■ Texte de l'exercice
Le but des formations supérieures n’est certainement pas de réaliser une introspection ni – nécessairement – de cheminer philosophiquement. Il faut toutefois comprendre que prendre soin de soi peut s’envisager dans le but de se constituer comme sujet d’action face aux événements, à son environnement. C’est pourquoi prendre soin de soi n’est pas se désengager du monde et des autres pour être en retrait, mais se situer au contraire dans l’action, dans le fait d’assumer des charges en tant que citoyen responsable. Ainsi, Épictète prend soin de lui-même quand il dit qu’il est nécessaire de se demander quels sont ses devoirs chez soi en tant que père de famille, ou quels sont ceux que l’on doit suivre en tant que citoyen.

■ Consignes
- a) Mettez à jour le passage du texte de l'exercice allant de « Le but des formations » jusqu'à « tant que citoyen. » inclus, en remplaçant « Épictète » par « Sénèque ».
- b) D'après le texte de l'exercice, dans quel but prendre soin de soi peut-il s'envisager ?

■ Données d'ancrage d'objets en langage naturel
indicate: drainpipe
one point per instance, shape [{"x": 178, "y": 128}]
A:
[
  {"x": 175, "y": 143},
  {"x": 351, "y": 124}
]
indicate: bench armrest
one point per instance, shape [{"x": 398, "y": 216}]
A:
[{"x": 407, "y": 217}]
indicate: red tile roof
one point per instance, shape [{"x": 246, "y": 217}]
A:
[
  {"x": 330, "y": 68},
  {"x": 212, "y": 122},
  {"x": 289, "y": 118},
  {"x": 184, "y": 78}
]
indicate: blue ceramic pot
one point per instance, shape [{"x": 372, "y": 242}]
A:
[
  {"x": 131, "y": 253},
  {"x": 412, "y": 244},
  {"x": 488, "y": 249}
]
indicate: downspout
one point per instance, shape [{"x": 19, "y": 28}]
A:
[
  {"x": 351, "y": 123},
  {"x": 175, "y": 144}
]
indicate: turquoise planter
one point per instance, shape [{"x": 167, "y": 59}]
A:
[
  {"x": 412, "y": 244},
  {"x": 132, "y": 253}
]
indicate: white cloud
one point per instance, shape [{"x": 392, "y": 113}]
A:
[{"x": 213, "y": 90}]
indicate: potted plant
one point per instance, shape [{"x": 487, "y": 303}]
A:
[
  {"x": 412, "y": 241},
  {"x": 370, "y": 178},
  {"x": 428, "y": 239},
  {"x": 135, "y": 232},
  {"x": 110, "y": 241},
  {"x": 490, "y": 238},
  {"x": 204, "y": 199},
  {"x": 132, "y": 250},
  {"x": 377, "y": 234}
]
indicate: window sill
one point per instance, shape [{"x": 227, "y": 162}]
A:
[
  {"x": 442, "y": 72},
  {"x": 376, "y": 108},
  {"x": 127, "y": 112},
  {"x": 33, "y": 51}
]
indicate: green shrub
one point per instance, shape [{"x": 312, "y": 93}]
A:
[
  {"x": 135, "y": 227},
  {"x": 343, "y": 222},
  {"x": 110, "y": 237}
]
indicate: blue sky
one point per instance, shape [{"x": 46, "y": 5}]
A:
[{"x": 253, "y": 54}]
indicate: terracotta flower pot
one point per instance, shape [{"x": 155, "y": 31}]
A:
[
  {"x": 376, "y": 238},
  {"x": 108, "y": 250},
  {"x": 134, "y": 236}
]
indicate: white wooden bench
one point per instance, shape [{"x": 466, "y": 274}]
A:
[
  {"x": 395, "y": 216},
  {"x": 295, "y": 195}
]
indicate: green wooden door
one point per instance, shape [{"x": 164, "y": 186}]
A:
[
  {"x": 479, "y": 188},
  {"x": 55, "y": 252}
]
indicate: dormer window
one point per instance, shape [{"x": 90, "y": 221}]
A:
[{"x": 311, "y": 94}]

■ Réponses attendues
- a)
Le but des formations supérieures n’est certainement pas de réaliser une introspection ni – nécessairement – de cheminer philosophiquement. Il faut toutefois comprendre que prendre soin de soi peut s’envisager dans le but de se constituer comme sujet d’action face aux événements, à son environnement. C’est pourquoi prendre soin de soi n’est pas se désengager du monde et des autres pour être en retrait, mais se situer au contraire dans l’action, dans le fait d’assumer des charges en tant que citoyen responsable. Ainsi, Sénèque prend soin de lui-même quand il dit qu’il est nécessaire de se demander quels sont ses devoirs chez soi en tant que père de famille, ou quels sont ceux que l’on doit suivre en tant que citoyen.

- b) Dans le but de se constituer comme sujet d'action face aux événements, à son environnement.